REQUIRED TASKS –
1. Please repeat the part of the MAC gift bag thread starting with "# MAC gift bags" and going on through "to help AIDS.", using "Total Request Live" in place of "TRL".
2. Extend the MAC gift bag thread with a further post that picks up after its final line.

PASSAGE TO READ –
# MAC gift bags on MTV's Total Request Live



## clamster (Feb 5, 2008)

Today Fergie a.k.a. Stacy Ferguson, new spokesperson for Viva Glam was a guest on TRL (Total Request Live), they show featured a MAC cosmetics makeover for a Fergie fan turning her "Fergalicious". Fergie spoke about the Viva glam compaign and gave Lindsey the VJ a VGVI lipglass! Of course as we all know, 100% of the proceeds from the Viva Glam collection go to help AIDS.
The Duchess stated she was a fan of the MAC *pro lash *mascara, I believe. 
At the end of the show The whole audience was given MAC cosmetic kits!!!
	

	
	
		
		

		
			




Anyone know what was inside?!
It appeared they got LE MAC bags. I am so jealous! Some of the guys in the crowd looked completely lost and had no idea what they got LOL. Also the makeover turned out really nice. Apparently MAC is the makeup behind TRL, and the makeup always looks great. I wish I was there to get free MAC!

Dataset excerpt:
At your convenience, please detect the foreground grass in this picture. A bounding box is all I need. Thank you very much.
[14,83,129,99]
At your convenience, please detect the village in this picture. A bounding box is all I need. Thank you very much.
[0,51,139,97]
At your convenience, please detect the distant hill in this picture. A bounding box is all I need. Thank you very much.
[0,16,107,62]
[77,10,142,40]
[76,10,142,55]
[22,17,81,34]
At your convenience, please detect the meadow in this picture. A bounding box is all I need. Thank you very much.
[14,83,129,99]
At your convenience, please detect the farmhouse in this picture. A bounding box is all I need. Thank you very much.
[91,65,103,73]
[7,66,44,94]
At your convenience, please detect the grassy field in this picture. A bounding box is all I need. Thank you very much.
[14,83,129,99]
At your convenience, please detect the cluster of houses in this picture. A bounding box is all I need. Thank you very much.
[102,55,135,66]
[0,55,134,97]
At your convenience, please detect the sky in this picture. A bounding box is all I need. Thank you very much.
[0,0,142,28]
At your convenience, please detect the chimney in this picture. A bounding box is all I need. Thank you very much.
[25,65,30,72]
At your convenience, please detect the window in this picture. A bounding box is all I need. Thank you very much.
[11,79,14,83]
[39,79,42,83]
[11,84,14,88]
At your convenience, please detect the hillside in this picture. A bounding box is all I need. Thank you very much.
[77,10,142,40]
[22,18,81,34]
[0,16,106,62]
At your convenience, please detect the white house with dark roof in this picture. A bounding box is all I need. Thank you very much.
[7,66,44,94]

SET OF ANSWERS –
1.
# MAC gift bags on MTV's Total Request Live



## clamster (Feb 5, 2008)

Today Fergie a.k.a. Stacy Ferguson, new spokesperson for Viva Glam was a guest on Total Request Live (Total Request Live), they show featured a MAC cosmetics makeover for a Fergie fan turning her "Fergalicious". Fergie spoke about the Viva glam compaign and gave Lindsey the VJ a VGVI lipglass! Of course as we all know, 100% of the proceeds from the Viva Glam collection go to help AIDS.

2.
----------



## aziajs (Feb 6, 2008)

I am curious too.


----------



## CantAffordMAC (Feb 6, 2008)

Bitches!

I wish the guys joined specktra to sell those bags. Or ebay...


----------



## clamster (Feb 7, 2008)

Quote:

   Originally Posted by *CantAffordMAC* 

 
_Bitches!

I wish the guys joined specktra to sell those bags. Or ebay...




_

 
HAHAHA I really hope a specktra member was in the crowd!


----------



## Weasel (Feb 9, 2008)

cool!

though I don't like fergie haha


why does she call herself the duchess? Over here duchesses are seen as being fat frumpy old women


----------



## aziajs (Feb 9, 2008)

Quote:

   Originally Posted by *Weasel* 

 
_cool!

though I don't like fergie haha


why does she call herself the duchess? Over here duchesses are seen as being fat frumpy old women_

 
It's a play on words.  Since her stage name is Fergie like the Duchess of York she calls herself the "Dutchess".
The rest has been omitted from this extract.